* DIRECTIVE *
Rewrite the mailing-list thread from "Posted by Stefano" up to and including "set to zero.", putting "spider" wherever "crawler" appears.

* PASSAGE GIVEN *
I don't find this very useful, but it's a very good first step.

Comments?

-- 
Stefano Mazzocchi      One must still have chaos in oneself to be
                          able to give birth to a dancing star.
<st...@apache.org>                             Friedrich Nietzsche
--------------------------------------------------------------------



---------------------------------------------------------------------
To unsubscribe, e-mail: cocoon-dev-unsubscribe@xml.apache.org
For additional commands, email: cocoon-dev-help@xml.apache.org

Re: Adding XML searching with Lucene

Posted by Stefano Mazzocchi <st...@apache.org>.

Bernhard Huber wrote:
> 
> Hi,
> 
> >I've integrated Bernhard's excellent code into my local copy of Cocoon
> >to see how it worked and unfortunately it doesn't :(
> >
> >Well, it *should* work since the crawler works and the indexing phase is
> >being performed (the work/index directory is created) but at the end of
> >the indexing, only one file get written inside the work/index directory,
> >called "segments" which contains 64 bits set to zero.
> >
> >It seems that Lucene is not receiving any input to index, but Cocoon
> >does receive the requests and does emit the responses. Very strange.
> >
> Well I have hardcoded quite some things. createindex.xsp will only
> create an index of
> http://localhost:8080/cocoon/documents/index.html

Yes, I changed that.

>, it will always write
> the index into
> {workdir}/index. 

got that also.

> The crawler will always append the query-string
> ?cocoon-view=links, expecting
> content-type application/x-cocoon-links. 

This is a good thing.

> SimpleLuceneXMLIndexerImpl will
> always append
> the query ?cocoon-view=content, and indexing only content-type text/xml,
> and text/xhtml.

Yep, got that.
 
> I have changed the documents/sitemap.xmap changing:
> .....
>    <map:match pattern="*.html">
>     <map:aggregate element="site">
>      <map:part src="cocoon:/book-{1}.xml"/>
>      <map:part src="cocoon:/body-{1}.xml" label="content"/>

Oh, damn, that's the missing part!!!

>     </map:aggregate>
> .....
> 
> If you don't do this a query will return content-type text/html, which
> will not get indexed.

* EXTRACTED RECORDS *
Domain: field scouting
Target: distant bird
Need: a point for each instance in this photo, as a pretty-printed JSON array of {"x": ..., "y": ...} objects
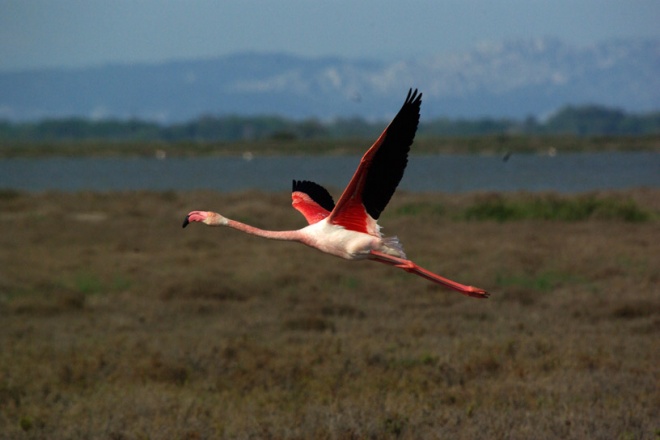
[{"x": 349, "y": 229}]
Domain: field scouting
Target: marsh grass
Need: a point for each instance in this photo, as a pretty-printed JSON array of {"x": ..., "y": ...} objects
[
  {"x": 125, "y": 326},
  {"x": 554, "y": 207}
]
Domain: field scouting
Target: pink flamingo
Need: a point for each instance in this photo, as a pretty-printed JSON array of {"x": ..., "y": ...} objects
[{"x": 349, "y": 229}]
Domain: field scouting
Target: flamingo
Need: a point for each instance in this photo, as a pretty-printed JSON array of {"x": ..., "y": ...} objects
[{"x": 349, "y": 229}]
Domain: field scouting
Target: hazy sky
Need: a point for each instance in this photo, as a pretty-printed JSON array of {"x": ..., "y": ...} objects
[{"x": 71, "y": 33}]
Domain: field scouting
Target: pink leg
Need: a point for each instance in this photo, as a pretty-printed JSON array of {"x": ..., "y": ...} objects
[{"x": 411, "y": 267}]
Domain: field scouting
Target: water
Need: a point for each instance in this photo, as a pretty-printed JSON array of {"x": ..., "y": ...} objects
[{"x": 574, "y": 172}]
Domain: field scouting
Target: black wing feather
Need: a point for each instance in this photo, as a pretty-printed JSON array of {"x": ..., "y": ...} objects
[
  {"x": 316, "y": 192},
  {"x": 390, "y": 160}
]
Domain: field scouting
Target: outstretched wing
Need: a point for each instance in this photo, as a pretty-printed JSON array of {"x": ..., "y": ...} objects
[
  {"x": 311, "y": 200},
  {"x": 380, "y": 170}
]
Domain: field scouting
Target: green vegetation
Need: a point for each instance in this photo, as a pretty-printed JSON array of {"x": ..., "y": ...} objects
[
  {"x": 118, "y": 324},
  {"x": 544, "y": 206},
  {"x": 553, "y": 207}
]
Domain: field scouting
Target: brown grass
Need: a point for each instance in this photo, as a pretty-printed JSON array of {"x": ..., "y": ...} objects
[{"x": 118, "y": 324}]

---

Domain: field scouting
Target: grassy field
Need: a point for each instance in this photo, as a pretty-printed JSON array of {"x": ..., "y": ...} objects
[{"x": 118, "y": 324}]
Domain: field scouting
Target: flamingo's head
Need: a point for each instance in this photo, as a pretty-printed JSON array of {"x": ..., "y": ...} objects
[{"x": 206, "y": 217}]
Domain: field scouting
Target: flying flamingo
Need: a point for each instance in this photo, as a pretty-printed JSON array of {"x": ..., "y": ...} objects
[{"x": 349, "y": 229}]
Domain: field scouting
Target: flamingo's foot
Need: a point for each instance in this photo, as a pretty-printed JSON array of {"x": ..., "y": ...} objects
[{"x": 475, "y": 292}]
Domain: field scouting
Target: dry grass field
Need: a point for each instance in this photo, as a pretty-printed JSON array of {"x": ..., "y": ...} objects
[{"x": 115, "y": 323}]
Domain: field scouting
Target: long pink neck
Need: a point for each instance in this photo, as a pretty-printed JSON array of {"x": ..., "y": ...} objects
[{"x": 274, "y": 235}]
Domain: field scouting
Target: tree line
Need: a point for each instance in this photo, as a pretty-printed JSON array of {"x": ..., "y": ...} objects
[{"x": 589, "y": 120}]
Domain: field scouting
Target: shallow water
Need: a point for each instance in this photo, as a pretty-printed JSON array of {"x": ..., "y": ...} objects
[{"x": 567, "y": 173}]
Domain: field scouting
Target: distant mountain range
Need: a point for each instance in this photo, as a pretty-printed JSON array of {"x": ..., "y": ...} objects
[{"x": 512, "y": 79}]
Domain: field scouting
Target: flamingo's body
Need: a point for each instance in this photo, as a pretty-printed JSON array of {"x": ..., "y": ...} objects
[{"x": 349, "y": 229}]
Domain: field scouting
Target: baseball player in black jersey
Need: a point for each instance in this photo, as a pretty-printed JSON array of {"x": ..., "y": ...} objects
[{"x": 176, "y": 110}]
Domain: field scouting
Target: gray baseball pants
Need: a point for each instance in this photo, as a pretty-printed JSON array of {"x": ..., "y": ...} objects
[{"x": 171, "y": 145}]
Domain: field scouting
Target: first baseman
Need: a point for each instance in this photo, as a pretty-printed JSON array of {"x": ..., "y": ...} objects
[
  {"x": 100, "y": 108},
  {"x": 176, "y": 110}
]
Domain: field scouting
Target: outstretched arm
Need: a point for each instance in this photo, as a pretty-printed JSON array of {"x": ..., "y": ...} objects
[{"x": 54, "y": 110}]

* RESULT OF THIS EXERCISE *
Posted by Stefano Mazzocchi <st...@apache.org>.

Bernhard Huber wrote:
> 
> Hi,
> 
> >I've integrated Bernhard's excellent code into my local copy of Cocoon
> >to see how it worked and unfortunately it doesn't :(
> >
> >Well, it *should* work since the spider works and the indexing phase is
> >being performed (the work/index directory is created) but at the end of
> >the indexing, only one file get written inside the work/index directory,
> >called "segments" which contains 64 bits set to zero.